SOURCE MATERIAL:

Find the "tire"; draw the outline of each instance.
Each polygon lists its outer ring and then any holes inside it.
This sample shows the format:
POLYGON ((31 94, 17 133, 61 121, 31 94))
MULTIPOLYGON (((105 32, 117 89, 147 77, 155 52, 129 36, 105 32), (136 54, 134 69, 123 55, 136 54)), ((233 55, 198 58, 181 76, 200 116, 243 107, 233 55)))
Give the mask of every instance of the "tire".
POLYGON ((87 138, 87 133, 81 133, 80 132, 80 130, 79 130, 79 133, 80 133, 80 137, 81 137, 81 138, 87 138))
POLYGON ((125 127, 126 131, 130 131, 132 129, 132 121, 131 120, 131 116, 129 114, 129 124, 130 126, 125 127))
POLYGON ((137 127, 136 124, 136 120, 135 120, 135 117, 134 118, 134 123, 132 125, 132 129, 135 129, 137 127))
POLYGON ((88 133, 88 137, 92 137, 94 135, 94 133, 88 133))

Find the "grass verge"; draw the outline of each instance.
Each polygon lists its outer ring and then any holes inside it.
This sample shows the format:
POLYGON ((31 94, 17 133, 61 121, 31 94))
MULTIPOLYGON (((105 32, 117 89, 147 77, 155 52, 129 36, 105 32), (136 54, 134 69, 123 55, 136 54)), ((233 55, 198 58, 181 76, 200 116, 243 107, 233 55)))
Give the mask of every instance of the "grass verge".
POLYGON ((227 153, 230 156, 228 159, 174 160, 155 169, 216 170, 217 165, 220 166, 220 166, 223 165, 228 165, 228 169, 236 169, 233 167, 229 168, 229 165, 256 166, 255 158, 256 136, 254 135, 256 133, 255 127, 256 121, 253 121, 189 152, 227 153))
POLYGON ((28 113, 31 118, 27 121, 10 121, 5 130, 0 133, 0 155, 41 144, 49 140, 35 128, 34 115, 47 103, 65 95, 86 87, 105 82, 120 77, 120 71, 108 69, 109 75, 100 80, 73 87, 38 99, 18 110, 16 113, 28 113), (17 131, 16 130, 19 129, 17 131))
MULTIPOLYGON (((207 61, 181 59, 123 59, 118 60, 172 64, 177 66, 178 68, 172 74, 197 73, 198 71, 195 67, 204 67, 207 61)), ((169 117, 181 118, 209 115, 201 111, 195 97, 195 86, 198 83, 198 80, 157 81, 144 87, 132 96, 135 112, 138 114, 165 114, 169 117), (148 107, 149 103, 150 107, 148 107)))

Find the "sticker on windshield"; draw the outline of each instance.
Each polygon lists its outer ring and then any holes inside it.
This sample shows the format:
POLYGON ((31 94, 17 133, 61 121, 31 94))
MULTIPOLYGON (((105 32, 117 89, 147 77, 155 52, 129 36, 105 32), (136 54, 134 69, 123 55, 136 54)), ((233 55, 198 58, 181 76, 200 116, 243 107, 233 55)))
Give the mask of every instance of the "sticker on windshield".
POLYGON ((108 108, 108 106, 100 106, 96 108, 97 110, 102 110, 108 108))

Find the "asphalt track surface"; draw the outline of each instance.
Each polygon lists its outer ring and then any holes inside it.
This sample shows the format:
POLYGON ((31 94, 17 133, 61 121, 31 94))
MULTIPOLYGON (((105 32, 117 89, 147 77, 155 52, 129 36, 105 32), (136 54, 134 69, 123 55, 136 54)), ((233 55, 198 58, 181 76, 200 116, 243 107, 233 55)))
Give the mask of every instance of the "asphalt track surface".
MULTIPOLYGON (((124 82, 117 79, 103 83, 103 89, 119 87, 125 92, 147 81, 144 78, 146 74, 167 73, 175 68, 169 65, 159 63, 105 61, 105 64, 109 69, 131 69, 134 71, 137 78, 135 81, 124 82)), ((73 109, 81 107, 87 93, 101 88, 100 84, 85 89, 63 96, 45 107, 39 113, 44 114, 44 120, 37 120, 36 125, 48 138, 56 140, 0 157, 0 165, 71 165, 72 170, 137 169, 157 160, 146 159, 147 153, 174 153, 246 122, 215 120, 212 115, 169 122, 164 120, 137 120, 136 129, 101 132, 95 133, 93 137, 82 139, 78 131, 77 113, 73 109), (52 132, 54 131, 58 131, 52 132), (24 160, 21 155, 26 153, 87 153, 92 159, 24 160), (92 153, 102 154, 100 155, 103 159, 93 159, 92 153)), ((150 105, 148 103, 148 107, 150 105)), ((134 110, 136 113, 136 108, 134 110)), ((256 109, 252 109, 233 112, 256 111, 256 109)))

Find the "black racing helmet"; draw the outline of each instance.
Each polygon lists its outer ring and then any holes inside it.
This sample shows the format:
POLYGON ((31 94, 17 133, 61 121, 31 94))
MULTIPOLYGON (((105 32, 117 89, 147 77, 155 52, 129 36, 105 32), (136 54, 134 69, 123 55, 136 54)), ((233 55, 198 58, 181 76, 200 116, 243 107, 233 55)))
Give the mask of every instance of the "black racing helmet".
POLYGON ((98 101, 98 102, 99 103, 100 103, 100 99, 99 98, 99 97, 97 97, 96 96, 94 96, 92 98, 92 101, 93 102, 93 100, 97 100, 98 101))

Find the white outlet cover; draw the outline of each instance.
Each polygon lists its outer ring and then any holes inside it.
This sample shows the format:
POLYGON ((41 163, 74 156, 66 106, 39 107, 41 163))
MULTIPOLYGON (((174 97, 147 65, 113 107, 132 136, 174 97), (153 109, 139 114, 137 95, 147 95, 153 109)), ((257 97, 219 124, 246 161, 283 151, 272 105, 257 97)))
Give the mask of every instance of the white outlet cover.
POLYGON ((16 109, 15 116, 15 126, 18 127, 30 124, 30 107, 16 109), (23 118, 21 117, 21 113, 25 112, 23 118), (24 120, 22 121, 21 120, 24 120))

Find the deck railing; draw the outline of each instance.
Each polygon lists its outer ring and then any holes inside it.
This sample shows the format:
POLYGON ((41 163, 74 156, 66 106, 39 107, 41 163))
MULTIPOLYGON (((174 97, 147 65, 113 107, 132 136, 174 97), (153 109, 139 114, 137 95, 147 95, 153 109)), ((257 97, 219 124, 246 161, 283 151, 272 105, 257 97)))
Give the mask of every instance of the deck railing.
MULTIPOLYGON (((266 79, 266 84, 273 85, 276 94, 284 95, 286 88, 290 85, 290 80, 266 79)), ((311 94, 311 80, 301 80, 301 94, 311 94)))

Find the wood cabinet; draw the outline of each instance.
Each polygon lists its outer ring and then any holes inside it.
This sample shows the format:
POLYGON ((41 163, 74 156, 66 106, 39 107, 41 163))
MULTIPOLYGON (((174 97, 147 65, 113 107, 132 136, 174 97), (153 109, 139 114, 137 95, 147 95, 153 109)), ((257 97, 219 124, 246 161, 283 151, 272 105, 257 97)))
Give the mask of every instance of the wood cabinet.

REQUEST:
Above are the records; copy all of them exactly.

WRITTEN SOLUTION:
Find the "tire"; draw the outline of each instance.
Each polygon lists its outer ring and then any holes inside it.
This sample shows the format:
POLYGON ((31 94, 17 133, 61 121, 31 94))
MULTIPOLYGON (((105 32, 117 89, 147 77, 155 52, 129 36, 105 32), (136 54, 134 69, 123 55, 136 54)), ((233 55, 198 58, 181 76, 200 116, 243 107, 233 55)))
Give the mask of every instance of the "tire".
POLYGON ((87 138, 87 133, 81 133, 80 132, 80 130, 79 130, 79 133, 80 133, 80 137, 81 137, 81 138, 87 138))
POLYGON ((125 127, 126 131, 130 131, 132 129, 132 121, 131 120, 131 116, 129 114, 129 124, 130 126, 125 127))
POLYGON ((137 127, 136 124, 136 120, 135 120, 135 117, 134 118, 134 123, 132 125, 132 129, 135 129, 137 127))
POLYGON ((88 133, 88 137, 92 137, 94 135, 94 133, 88 133))

Find the "grass verge"; draw the outline of each instance.
Each polygon lists its outer ring and then any holes inside it.
This sample shows the format:
POLYGON ((31 94, 17 133, 61 121, 31 94))
MULTIPOLYGON (((105 32, 117 89, 147 77, 155 52, 129 36, 105 32), (136 54, 134 69, 123 55, 136 54)), ((233 55, 198 58, 181 76, 200 116, 243 107, 233 55)))
Give the mask of every instance of the "grass verge".
POLYGON ((227 153, 230 156, 228 159, 174 160, 155 169, 216 170, 217 165, 220 166, 220 166, 223 165, 228 165, 228 169, 236 169, 233 167, 229 168, 229 165, 256 166, 255 158, 256 136, 254 135, 256 133, 255 127, 256 121, 253 121, 189 152, 227 153))
POLYGON ((28 113, 31 118, 27 121, 10 121, 5 130, 0 133, 0 155, 41 144, 49 140, 35 128, 34 115, 47 103, 65 95, 86 87, 105 82, 120 77, 120 71, 108 69, 109 75, 100 80, 73 87, 38 99, 18 110, 16 113, 28 113), (17 131, 16 130, 19 129, 17 131))
MULTIPOLYGON (((207 61, 181 59, 123 59, 118 60, 172 64, 177 66, 178 68, 172 74, 197 73, 198 71, 195 67, 204 67, 207 61)), ((169 117, 181 118, 209 115, 201 111, 195 97, 195 86, 198 83, 198 80, 157 81, 144 87, 132 96, 135 112, 138 114, 165 114, 169 117), (148 107, 149 103, 150 107, 148 107)))

Find the "sticker on windshield"; draw the outline of each instance.
Each polygon lists its outer ring and then any holes inside it.
This sample shows the format:
POLYGON ((31 94, 17 133, 61 121, 31 94))
MULTIPOLYGON (((105 32, 117 89, 147 77, 155 52, 129 36, 105 32), (136 54, 134 69, 123 55, 136 54)), ((233 55, 198 58, 181 76, 200 116, 243 107, 233 55)))
Give the mask of every instance of the "sticker on windshield".
POLYGON ((108 108, 108 106, 100 106, 96 108, 97 110, 102 110, 108 108))

Find the "asphalt track surface"; draw the outline of each instance.
Each polygon lists its outer ring and then any holes inside it.
This sample shows the format:
POLYGON ((31 94, 17 133, 61 121, 31 94))
MULTIPOLYGON (((105 32, 117 89, 147 77, 155 52, 129 36, 105 32), (136 54, 134 69, 123 55, 136 54)), ((233 55, 198 58, 181 76, 200 116, 243 107, 233 55)))
Give the mask of every instance of the "asphalt track surface".
MULTIPOLYGON (((124 82, 117 79, 103 83, 103 89, 119 87, 125 92, 147 81, 144 78, 146 74, 167 73, 175 68, 169 65, 159 63, 105 61, 105 64, 109 69, 131 69, 134 71, 137 78, 135 81, 124 82)), ((73 109, 81 107, 87 93, 101 88, 100 84, 85 89, 63 96, 45 107, 39 113, 44 114, 44 120, 37 120, 36 125, 48 138, 56 140, 0 157, 0 165, 71 165, 72 170, 137 169, 157 160, 146 159, 147 153, 174 153, 246 122, 215 120, 212 115, 169 122, 164 120, 137 120, 136 129, 101 132, 95 133, 93 137, 82 139, 78 131, 77 113, 73 109), (52 132, 54 131, 58 131, 52 132), (24 160, 21 155, 26 153, 87 153, 92 159, 24 160), (92 153, 102 154, 100 155, 103 159, 93 159, 92 153)), ((150 105, 148 103, 148 107, 150 105)), ((134 110, 136 113, 136 108, 134 110)), ((256 109, 252 109, 233 112, 256 111, 256 109)))

Find the "black racing helmet"; draw the outline of each instance.
Each polygon lists its outer ring and then any holes inside it.
This sample shows the format:
POLYGON ((31 94, 17 133, 61 121, 31 94))
MULTIPOLYGON (((105 32, 117 89, 147 77, 155 52, 129 36, 105 32), (136 54, 134 69, 123 55, 136 54)), ((233 55, 198 58, 181 76, 200 116, 243 107, 233 55)))
Give the mask of every instance of the "black racing helmet".
POLYGON ((98 101, 98 102, 99 103, 100 103, 100 99, 99 98, 99 97, 97 97, 96 96, 94 96, 92 98, 92 101, 93 102, 93 100, 97 100, 98 101))

Find the white outlet cover; draw the outline of each instance.
Each polygon lists its outer ring and then any holes inside it.
This sample shows the format:
POLYGON ((41 163, 74 156, 66 106, 39 107, 41 163))
MULTIPOLYGON (((174 97, 147 65, 113 107, 132 136, 174 97), (153 109, 139 114, 137 95, 147 95, 153 109)), ((257 97, 219 124, 246 161, 283 151, 272 105, 257 97)))
Give the mask of every instance of the white outlet cover.
POLYGON ((16 109, 15 116, 15 126, 18 127, 30 124, 30 107, 16 109), (23 118, 21 117, 21 113, 25 112, 23 118), (24 120, 22 121, 21 120, 24 120))

Find the deck railing; draw the outline of each instance.
Each polygon lists its outer ring and then any holes inside it.
This sample shows the format:
POLYGON ((41 163, 74 156, 66 106, 39 107, 41 163))
MULTIPOLYGON (((174 97, 147 65, 113 107, 132 136, 174 97), (153 109, 139 114, 137 95, 147 95, 153 109)), ((257 97, 219 124, 246 161, 283 151, 272 105, 257 97)))
Give the mask of every instance of the deck railing.
MULTIPOLYGON (((266 79, 266 84, 273 85, 276 94, 284 95, 286 88, 290 85, 290 80, 266 79)), ((311 94, 311 80, 301 80, 301 94, 311 94)))

Find the wood cabinet; draw the outline of each instance.
Each polygon lists its outer ring and then any holes inside it.
This sample shows the format:
POLYGON ((41 163, 74 156, 66 106, 39 107, 41 163))
MULTIPOLYGON (((174 97, 147 65, 113 107, 132 136, 174 97), (153 109, 139 114, 137 95, 147 95, 153 109)), ((257 97, 219 124, 246 161, 283 151, 272 105, 257 97)))
Give the mask of every instance of the wood cabinet.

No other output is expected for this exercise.